EXTRACT PROVIDED:
So let's take stock options, still a hot debate. One point of view, no less than Alan Greenspan and Warren Buffet have expressed, is that of course stock options are given to an executive as compensation. Let's account for it as compensation. I agree, but let me just quickly add that it's very, very hard to calculate that number. You could put five accountants, five businessmen, five economists in a room, give them the same set of facts -- and you're asking them to value, evaluate or value the financial instrument that has a 3-, 5-, 10-year life -- evaluation depends on the discount rate you might want to use, what stock appreciation might occur for that company. ...

So the point is this is really hard. Honest people can have intellectually different points of view, and in our system, in our open democracy, politicians will weigh in, businessmen will weigh in, Congress will weigh in. ...

Let me ask you about another issue that's come up. That is the whole question of stockholder suits, the degree to which the accounting profession and other professions are at risk. What others have told us is that the savings and loan experience, the scandal and the collapse of a number of stockholders coming out of that, were extremely painful financially to the accounting profession. ... To what extent was that important in the eagerness with which the accounting profession wanted to get the tort law reform bill passed in 1995? ... What were you trying to do? What did you want tort reform to do for you?

Tort reform was important to get some proportionality to whatever damages were assessed against an accounting firm, so that, for example, if company ABC failed and stockholders lost, let's say, a hundred million dollars, and nobody else was around with any money but the auditors, that the auditors were meant to pick up the whole bill. They said if they were 10 percent culpable, they'd pick up 10 percent and no more. So it was an attempt to at least rein in or limit the damages so accounting firms wouldn't go out of business. ...

Did you feel as though the aggressiveness, the combative relationship that you mentioned before with the SEC -- did you feel that Harvey Pitt's arrival at the SEC might change things?

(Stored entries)
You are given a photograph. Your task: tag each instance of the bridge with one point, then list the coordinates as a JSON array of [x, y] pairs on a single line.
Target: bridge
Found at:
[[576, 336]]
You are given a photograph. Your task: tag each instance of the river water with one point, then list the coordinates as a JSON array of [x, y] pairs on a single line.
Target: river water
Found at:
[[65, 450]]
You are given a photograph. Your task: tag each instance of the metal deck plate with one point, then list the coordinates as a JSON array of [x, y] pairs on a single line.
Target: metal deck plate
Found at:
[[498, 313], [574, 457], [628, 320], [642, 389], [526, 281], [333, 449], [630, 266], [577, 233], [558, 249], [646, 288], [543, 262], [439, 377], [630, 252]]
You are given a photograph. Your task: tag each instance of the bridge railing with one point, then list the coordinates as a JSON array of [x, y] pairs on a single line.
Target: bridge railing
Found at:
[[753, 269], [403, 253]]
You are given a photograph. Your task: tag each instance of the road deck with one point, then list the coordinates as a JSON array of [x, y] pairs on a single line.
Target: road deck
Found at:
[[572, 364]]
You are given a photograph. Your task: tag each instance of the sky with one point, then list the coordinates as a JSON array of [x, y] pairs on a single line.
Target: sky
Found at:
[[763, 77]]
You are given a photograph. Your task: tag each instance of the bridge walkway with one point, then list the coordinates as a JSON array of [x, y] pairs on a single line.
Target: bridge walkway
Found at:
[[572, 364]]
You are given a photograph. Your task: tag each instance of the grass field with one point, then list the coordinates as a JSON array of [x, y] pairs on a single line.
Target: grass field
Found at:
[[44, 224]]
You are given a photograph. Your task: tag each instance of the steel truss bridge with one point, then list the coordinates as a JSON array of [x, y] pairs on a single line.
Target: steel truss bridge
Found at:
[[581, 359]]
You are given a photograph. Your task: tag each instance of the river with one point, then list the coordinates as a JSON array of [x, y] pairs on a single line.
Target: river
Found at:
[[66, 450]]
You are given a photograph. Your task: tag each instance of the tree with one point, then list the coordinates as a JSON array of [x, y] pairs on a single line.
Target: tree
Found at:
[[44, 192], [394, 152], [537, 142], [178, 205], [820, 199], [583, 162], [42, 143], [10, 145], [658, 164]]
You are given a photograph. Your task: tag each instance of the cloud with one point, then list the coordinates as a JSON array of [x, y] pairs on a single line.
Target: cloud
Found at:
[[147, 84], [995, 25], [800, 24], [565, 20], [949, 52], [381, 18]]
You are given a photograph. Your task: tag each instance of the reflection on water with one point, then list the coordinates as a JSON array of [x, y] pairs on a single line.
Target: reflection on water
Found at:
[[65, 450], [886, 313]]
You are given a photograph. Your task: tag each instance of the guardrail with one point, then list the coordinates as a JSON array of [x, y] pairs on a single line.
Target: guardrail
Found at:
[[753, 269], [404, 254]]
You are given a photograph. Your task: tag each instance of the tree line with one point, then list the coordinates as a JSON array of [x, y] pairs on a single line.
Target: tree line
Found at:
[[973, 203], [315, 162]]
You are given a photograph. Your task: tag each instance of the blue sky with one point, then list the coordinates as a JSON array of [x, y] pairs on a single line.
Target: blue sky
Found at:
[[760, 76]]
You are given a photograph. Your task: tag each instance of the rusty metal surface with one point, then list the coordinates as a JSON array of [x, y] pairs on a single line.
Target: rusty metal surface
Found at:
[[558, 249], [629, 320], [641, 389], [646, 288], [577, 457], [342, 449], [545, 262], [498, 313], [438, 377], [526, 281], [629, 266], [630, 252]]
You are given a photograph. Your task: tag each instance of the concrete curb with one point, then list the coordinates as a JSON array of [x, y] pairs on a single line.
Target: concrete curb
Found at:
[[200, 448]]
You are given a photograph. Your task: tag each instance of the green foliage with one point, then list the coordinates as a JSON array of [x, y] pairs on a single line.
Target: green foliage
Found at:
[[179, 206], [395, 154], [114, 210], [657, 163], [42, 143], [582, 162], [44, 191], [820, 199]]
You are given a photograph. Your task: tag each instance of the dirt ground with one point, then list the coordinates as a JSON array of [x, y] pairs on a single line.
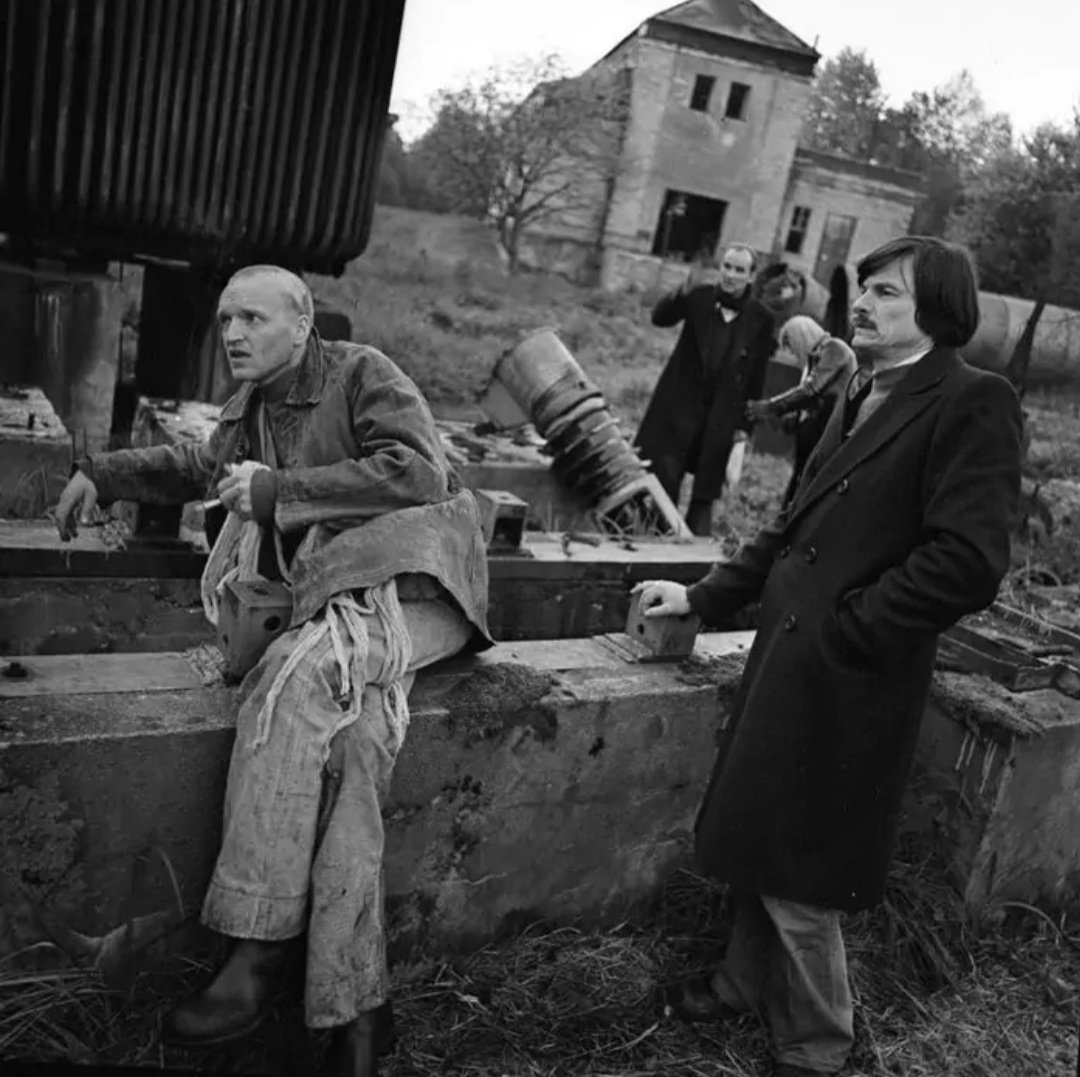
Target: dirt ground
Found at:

REQUIRED ACTIONS:
A – In the interview transcript, what share of the damages did the auditors say they would pick up if they were 10 percent culpable?
B – In the interview transcript, rewrite the part that begins at the words "Did you feel as" and stops after "might change things?", replacing "combative" with "adversarial".

SOLUTIONS BY TASK:
A – 10 percent and no more.

B –
Did you feel as though the aggressiveness, the adversarial relationship that you mentioned before with the SEC -- did you feel that Harvey Pitt's arrival at the SEC might change things?